=== DOCUMENT SECTION ===
Although Apple has removed many apps that clearly violate its app developer guidelines, others seem to be removed merely for having a whiff of controversy, like the Bang With Friends app that was removed last week. Although Apple certainly has every right to ban apps that clearly break the rules, removing apps without clear cause can be detrimental to the overall App Store environment.

More importantly, the seemingly arbitrary nature of some of the app bans creates a precedent for Apple to use its dictatorial banning powers for more nefarious means – such as banning a company’s app in order to pressure it into agreeing to an unrelated contract. Although many commentators speculate that the Bang With Friends app was likely removed for its racy title, a Bang With Friends spokesperson said Apple had not yet revealed its reason for the ban.

Even when Apple bans an app like AppGratis that probably did violate the developer guidelines, it seems to prefer to remain tight-lipped about its reasoning. Simon Dawlat, the CEO of AppGratis, complained that “The first communication from Apple we received was an email sent to us after our App had been removed.” Although Apple was probably justified in its ban of AppGratis, keeping the process opaque still creates the appearance of arbitrariness.

There’s nothing wrong with enforcing the rules. However, it would benefit Apple’s users and developers for the rules to be clearly explicated and referenced when Apple decides to enforce a ban. This helps to create an atmosphere of fairness as well as protect Apple from accusations of using its app-banning powers as a tool to punish unwilling business associates.

=== PROBLEM DETAILS ===
Write out the part of the commentary on Apple's app bans that opens with the words containing "Although Apple has" and closes with "App Store environment.". The listing isn't needed for this work.

=== SOURCE MATERIAL ===
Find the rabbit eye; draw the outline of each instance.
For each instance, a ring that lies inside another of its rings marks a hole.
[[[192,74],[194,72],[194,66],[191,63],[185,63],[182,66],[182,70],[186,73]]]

=== FULL OUTPUT ===
Although Apple has removed many apps that clearly violate its app developer guidelines, others seem to be removed merely for having a whiff of controversy, like the Bang With Friends app that was removed last week. Although Apple certainly has every right to ban apps that clearly break the rules, removing apps without clear cause can be detrimental to the overall App Store environment.